PROBLEM REQUIREMENTS: Put the stretch of lines below from the one containing "Outline every instance of the win&win" through the one containing "340 87 L 325" into a Markdown table with two columns, Number and Line, giving each line its row number and skipping any blank lines.

── RECORDS FOR PROCESSING ──

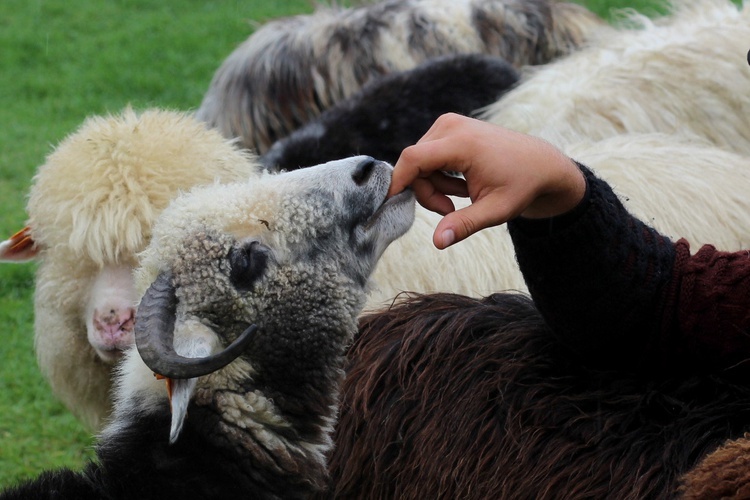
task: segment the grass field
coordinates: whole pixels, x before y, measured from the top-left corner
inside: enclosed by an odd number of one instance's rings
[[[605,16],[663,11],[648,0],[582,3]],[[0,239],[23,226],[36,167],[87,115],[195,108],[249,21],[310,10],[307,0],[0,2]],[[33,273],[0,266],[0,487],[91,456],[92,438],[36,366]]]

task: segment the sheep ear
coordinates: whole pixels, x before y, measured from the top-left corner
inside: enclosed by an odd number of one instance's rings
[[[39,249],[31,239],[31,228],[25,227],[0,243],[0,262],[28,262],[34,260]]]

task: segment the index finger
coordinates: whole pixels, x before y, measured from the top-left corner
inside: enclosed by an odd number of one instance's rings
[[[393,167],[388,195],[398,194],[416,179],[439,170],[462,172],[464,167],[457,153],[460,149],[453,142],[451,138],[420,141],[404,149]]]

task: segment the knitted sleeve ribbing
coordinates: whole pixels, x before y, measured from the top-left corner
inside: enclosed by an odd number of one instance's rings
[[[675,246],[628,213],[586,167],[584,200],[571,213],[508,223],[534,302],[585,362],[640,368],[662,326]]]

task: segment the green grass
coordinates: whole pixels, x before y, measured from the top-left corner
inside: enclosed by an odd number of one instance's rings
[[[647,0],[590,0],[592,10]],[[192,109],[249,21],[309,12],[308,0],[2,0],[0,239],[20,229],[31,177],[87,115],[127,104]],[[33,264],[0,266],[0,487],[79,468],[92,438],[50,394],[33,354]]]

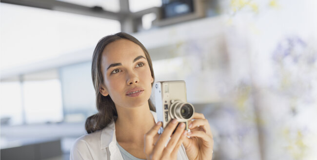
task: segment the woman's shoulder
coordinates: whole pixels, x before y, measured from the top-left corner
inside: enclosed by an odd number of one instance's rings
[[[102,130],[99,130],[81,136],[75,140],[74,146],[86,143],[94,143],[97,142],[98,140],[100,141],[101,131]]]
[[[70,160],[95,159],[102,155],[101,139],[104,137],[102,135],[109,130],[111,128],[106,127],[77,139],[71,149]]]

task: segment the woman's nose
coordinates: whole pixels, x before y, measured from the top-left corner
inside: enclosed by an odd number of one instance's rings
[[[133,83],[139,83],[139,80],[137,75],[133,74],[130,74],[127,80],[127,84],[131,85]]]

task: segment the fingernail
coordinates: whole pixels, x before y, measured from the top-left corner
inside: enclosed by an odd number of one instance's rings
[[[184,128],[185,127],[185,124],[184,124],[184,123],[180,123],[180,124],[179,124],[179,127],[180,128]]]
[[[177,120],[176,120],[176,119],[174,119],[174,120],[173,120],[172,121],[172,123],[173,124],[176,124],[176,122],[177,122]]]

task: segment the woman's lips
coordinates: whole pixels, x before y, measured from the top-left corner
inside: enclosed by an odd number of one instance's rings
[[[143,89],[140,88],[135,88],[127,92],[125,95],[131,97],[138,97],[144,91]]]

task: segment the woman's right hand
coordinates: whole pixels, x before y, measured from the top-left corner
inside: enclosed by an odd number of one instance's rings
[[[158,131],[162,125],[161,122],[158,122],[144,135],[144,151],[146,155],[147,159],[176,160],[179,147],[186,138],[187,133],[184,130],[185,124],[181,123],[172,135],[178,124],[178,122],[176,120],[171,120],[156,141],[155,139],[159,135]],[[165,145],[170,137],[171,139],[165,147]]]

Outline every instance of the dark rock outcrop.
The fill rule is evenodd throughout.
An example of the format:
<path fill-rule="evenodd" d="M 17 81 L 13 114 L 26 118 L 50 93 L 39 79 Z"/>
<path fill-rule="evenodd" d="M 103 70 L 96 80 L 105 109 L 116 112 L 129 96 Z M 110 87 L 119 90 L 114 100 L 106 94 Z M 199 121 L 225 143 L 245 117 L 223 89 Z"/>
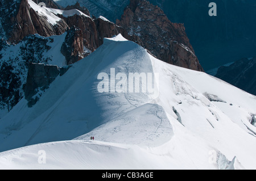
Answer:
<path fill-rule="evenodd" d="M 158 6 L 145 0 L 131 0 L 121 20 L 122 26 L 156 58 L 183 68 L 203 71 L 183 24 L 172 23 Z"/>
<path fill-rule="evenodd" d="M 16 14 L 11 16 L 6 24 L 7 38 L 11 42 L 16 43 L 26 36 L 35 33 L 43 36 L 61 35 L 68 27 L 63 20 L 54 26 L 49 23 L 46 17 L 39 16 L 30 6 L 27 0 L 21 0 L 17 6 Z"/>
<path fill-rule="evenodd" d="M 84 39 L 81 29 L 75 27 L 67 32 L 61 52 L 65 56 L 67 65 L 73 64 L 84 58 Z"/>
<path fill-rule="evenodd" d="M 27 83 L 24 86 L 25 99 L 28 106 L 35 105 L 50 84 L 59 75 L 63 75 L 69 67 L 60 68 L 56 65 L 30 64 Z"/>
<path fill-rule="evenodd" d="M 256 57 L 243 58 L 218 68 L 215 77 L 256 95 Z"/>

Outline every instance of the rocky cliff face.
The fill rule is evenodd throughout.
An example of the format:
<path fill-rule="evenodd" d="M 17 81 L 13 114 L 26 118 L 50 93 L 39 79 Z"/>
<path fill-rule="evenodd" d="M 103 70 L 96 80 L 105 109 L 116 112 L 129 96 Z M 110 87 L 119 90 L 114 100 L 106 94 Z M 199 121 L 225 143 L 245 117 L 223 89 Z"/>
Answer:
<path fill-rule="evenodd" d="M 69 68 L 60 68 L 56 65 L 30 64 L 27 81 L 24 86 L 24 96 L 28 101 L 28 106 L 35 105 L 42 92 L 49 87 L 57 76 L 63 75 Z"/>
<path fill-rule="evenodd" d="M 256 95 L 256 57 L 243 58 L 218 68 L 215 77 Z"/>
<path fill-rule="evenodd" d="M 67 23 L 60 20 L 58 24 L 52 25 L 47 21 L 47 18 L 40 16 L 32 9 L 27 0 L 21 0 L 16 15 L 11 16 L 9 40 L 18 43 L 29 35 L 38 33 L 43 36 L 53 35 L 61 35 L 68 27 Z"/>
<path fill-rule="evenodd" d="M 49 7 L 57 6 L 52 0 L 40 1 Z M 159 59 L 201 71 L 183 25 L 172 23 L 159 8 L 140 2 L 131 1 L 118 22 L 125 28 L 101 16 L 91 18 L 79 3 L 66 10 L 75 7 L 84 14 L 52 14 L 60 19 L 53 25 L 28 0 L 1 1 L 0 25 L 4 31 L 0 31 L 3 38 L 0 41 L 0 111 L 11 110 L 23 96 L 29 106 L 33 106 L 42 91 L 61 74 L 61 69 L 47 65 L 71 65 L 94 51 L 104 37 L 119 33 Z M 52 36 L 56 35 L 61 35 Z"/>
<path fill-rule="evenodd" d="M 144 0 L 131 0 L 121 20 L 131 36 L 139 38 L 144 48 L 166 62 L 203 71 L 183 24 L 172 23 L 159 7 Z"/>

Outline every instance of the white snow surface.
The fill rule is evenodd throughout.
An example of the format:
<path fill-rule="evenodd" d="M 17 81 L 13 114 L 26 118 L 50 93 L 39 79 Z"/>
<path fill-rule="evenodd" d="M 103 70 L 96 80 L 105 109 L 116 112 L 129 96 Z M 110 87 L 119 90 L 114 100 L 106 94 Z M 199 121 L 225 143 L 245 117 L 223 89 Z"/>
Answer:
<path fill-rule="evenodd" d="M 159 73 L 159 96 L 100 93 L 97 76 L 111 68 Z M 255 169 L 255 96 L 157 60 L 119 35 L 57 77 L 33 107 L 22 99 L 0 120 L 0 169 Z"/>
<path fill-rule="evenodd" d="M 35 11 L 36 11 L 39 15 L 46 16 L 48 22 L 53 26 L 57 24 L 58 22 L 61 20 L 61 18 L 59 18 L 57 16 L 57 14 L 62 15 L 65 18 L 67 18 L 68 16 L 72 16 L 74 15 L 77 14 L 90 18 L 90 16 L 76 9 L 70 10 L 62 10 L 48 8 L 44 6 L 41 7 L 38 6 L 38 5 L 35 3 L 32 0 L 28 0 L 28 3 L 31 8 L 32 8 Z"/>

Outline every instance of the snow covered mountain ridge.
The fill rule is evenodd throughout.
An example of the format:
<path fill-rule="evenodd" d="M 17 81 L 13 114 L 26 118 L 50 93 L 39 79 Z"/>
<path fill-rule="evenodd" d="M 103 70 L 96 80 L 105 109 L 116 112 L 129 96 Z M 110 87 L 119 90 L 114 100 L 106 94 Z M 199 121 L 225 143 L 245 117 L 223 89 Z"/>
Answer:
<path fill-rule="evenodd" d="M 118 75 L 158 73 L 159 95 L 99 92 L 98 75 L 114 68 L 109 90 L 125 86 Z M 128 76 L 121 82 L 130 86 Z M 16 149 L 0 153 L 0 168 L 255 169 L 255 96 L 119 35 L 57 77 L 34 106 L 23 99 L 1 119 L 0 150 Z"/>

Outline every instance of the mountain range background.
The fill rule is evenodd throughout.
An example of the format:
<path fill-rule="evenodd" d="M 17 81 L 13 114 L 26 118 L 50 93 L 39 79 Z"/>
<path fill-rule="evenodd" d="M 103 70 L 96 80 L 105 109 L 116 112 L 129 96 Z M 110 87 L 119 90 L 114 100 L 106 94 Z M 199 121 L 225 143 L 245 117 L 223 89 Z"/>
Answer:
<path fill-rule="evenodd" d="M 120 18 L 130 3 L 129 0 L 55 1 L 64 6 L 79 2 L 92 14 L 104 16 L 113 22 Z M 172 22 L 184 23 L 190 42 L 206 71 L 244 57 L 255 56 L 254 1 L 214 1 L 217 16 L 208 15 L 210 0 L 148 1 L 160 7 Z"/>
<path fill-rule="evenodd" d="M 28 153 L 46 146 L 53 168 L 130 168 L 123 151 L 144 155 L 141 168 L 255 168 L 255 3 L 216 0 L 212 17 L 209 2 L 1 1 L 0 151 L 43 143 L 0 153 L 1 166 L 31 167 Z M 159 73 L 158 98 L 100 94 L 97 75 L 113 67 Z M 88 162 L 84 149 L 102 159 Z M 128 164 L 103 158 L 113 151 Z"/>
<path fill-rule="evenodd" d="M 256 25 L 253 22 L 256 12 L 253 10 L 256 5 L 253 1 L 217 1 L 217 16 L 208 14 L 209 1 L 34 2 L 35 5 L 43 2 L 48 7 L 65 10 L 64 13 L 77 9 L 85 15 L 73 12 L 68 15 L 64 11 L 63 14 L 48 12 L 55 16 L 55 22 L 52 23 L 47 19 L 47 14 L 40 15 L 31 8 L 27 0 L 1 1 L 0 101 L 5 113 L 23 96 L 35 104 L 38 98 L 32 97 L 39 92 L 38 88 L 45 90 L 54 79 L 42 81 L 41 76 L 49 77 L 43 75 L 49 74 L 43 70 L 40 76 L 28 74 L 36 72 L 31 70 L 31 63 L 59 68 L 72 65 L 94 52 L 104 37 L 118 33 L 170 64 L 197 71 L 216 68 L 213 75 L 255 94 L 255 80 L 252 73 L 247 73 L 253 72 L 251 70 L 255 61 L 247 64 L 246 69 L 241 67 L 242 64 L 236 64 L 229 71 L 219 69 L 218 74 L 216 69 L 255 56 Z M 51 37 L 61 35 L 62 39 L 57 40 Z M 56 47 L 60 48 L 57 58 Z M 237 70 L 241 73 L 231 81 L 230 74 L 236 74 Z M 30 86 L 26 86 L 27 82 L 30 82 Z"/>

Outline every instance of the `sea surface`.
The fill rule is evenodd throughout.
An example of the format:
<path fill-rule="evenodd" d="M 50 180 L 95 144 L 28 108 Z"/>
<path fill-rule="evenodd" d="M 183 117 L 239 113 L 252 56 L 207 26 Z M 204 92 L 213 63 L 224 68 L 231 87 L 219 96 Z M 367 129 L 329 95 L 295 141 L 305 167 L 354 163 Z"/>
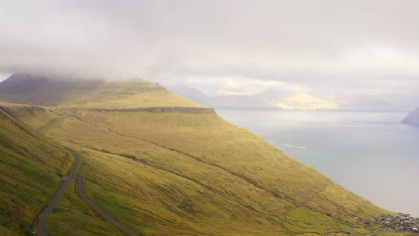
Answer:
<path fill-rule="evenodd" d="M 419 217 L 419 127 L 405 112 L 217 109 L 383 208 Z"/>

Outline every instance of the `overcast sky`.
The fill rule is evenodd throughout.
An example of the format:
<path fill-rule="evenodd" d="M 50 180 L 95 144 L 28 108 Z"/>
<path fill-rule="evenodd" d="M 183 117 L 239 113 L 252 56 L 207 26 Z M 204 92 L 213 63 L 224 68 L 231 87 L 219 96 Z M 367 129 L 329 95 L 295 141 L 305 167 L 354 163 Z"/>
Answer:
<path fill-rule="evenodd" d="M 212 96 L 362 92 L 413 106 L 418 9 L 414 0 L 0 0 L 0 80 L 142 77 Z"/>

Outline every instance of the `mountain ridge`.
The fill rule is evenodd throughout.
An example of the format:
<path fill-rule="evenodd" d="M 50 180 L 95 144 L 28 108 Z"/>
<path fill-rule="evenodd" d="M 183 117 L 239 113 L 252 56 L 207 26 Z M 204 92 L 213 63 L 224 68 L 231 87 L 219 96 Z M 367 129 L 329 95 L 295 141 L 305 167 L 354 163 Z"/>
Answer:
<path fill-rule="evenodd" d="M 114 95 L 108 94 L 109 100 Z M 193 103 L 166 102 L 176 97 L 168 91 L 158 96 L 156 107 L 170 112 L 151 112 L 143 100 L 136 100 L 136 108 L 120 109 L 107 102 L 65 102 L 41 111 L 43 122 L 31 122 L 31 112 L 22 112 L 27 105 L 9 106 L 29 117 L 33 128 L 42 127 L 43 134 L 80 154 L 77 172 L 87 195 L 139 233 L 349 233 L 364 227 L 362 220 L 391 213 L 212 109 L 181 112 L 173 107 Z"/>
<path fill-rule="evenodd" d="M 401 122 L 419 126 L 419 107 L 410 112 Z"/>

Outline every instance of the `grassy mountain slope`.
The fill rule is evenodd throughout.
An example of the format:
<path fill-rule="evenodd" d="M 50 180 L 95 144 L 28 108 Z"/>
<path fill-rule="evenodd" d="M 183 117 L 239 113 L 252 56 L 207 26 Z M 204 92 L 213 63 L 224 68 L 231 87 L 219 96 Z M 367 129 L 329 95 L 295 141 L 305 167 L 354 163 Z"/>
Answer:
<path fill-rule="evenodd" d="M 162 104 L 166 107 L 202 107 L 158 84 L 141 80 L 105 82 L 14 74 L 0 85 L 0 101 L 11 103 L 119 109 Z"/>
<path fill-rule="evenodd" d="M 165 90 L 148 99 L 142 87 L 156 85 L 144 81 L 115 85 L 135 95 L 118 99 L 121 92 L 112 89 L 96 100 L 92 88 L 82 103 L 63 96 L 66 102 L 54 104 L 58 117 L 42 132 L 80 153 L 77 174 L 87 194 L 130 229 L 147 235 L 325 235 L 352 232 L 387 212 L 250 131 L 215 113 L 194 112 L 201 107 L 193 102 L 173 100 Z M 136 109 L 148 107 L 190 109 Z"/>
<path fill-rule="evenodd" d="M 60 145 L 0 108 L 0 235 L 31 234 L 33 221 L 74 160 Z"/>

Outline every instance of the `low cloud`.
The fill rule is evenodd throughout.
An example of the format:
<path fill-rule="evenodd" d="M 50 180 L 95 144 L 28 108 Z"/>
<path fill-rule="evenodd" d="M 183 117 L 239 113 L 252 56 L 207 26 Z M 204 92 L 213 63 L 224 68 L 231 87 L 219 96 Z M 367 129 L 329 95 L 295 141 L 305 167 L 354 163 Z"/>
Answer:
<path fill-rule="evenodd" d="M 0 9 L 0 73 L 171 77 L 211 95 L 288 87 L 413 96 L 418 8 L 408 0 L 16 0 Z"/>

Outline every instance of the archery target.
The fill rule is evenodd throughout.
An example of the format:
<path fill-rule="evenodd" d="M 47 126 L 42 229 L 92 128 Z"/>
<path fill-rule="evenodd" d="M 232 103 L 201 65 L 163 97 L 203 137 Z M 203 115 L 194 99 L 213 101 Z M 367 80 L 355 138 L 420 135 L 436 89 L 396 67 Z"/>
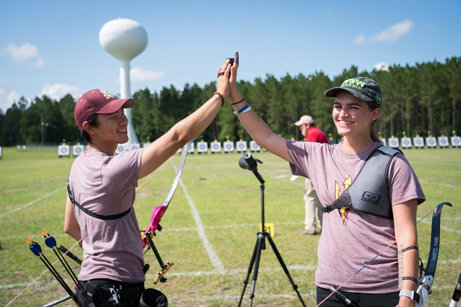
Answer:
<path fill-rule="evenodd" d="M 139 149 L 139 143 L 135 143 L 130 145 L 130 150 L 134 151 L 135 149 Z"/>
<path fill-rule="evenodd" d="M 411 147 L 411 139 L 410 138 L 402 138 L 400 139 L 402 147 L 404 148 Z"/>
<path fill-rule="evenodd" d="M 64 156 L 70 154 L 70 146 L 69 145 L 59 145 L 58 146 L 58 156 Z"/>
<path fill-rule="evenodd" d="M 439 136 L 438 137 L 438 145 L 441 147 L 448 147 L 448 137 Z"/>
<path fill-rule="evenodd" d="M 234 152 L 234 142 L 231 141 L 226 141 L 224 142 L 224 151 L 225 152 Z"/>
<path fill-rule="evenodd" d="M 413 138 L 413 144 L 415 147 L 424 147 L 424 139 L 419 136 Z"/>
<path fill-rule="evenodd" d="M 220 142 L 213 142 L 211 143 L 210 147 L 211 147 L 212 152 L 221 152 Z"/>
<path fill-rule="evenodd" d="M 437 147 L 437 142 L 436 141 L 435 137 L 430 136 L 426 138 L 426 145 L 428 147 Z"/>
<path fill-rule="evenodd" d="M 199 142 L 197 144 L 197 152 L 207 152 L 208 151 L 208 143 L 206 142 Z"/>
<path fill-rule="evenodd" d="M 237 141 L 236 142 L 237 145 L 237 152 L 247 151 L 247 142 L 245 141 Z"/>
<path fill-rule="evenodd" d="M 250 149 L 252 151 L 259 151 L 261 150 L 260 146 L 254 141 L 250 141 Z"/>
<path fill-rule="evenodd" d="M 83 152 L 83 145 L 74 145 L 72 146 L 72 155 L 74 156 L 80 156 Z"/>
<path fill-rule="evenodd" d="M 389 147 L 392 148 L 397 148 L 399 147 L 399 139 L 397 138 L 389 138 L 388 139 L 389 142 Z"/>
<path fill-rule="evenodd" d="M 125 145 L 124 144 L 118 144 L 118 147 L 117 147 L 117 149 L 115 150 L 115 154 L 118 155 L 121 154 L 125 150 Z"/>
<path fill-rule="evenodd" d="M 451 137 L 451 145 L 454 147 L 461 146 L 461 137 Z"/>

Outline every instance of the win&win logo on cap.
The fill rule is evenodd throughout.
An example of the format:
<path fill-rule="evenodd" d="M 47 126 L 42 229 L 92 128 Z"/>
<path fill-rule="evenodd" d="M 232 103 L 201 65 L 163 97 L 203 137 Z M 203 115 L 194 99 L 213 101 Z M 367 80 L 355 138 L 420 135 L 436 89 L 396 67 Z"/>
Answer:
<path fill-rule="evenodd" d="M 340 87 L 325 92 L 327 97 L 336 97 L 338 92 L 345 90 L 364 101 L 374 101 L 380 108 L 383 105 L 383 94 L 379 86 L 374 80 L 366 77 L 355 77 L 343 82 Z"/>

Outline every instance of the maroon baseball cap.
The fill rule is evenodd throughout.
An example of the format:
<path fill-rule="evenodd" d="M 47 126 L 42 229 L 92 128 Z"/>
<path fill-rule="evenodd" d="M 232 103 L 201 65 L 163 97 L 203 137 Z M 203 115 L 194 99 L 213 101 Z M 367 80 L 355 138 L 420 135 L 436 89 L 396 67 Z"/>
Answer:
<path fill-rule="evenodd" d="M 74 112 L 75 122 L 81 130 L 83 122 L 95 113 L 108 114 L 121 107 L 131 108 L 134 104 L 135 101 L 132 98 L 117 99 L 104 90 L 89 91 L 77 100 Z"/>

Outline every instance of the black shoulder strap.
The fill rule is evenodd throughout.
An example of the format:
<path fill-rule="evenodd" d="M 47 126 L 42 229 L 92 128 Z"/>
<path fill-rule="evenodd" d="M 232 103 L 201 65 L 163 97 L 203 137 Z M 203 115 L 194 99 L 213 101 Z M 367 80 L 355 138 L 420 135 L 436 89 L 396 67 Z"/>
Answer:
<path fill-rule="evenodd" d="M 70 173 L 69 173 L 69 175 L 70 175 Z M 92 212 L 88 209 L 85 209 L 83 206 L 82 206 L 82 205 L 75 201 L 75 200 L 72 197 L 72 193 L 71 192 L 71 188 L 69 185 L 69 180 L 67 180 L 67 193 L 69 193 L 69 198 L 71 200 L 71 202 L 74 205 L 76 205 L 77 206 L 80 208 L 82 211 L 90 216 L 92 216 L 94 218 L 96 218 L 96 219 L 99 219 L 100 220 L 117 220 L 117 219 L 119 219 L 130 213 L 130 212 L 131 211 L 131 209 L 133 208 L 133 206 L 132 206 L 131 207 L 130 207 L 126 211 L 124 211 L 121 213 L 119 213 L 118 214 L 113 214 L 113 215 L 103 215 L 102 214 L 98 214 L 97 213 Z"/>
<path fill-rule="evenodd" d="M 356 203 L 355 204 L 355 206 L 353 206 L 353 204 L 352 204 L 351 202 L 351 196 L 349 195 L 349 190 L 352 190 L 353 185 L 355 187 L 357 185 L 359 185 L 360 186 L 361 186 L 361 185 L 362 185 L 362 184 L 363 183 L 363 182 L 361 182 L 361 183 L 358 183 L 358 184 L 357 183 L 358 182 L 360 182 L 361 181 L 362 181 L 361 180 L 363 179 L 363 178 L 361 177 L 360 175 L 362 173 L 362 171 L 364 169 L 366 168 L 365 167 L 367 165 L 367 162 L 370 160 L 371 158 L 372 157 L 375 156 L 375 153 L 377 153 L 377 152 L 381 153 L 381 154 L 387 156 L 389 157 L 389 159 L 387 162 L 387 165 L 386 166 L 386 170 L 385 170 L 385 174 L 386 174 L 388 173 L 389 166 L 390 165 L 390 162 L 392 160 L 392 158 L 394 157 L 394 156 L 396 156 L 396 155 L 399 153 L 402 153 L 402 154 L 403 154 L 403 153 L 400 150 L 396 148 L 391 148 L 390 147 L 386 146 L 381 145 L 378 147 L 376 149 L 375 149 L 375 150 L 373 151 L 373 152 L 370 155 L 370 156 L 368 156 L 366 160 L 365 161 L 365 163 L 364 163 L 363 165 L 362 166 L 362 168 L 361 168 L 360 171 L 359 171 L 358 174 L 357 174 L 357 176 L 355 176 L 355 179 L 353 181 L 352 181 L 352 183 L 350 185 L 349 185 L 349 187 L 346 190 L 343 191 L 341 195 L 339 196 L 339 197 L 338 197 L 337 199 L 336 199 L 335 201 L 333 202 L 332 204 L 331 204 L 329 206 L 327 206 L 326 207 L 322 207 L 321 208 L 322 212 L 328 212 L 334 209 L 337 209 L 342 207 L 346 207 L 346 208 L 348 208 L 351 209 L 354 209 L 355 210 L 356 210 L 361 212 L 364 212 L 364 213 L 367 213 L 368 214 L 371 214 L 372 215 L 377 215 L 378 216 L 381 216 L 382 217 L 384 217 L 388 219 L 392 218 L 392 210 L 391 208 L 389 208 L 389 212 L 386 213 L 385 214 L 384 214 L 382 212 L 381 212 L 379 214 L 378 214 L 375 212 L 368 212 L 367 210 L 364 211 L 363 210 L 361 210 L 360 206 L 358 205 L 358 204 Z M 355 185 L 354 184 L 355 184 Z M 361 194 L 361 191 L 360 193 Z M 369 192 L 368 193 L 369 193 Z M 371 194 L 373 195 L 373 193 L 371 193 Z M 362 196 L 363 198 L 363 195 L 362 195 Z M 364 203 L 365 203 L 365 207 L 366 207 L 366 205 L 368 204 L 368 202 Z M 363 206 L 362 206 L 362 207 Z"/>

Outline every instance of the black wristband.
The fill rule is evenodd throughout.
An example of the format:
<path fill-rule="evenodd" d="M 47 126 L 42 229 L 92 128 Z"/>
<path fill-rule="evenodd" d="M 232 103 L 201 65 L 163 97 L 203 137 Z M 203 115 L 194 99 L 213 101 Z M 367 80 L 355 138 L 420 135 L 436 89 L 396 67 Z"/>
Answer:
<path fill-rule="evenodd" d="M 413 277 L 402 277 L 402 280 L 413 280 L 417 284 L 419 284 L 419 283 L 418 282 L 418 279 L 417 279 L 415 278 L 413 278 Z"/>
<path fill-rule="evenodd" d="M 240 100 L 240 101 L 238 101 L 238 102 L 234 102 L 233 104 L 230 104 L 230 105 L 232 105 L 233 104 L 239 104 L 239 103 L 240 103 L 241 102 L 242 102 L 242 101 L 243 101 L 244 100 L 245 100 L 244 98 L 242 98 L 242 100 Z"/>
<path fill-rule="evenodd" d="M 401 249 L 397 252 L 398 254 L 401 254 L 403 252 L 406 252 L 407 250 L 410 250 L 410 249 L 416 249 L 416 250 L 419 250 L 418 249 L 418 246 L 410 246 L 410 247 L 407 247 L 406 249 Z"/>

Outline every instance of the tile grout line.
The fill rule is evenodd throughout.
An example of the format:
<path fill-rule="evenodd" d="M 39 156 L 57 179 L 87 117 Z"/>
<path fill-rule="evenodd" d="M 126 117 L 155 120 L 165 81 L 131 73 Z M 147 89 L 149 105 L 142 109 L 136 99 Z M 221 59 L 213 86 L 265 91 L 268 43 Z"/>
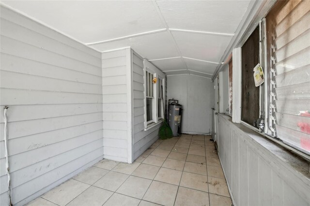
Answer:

───

SOLUTION FOR THIS EXERCISE:
| Number | Line |
|---|---|
| 1 | Outline every instance of the win&win logo on cap. |
| 2 | The fill rule is evenodd throughout. |
| 3 | An example of the format: |
| 4 | <path fill-rule="evenodd" d="M 47 126 L 42 229 L 92 128 Z"/> |
| 5 | <path fill-rule="evenodd" d="M 232 103 L 201 65 L 163 97 L 203 137 Z M 203 115 L 194 99 L 213 101 Z M 367 80 L 355 138 L 420 135 L 436 89 L 396 67 Z"/> |
| 6 | Answer: |
| 7 | <path fill-rule="evenodd" d="M 340 87 L 325 92 L 327 97 L 336 97 L 338 92 L 345 90 L 364 101 L 374 101 L 380 108 L 383 105 L 383 94 L 379 86 L 374 80 L 366 77 L 355 77 L 343 82 Z"/> |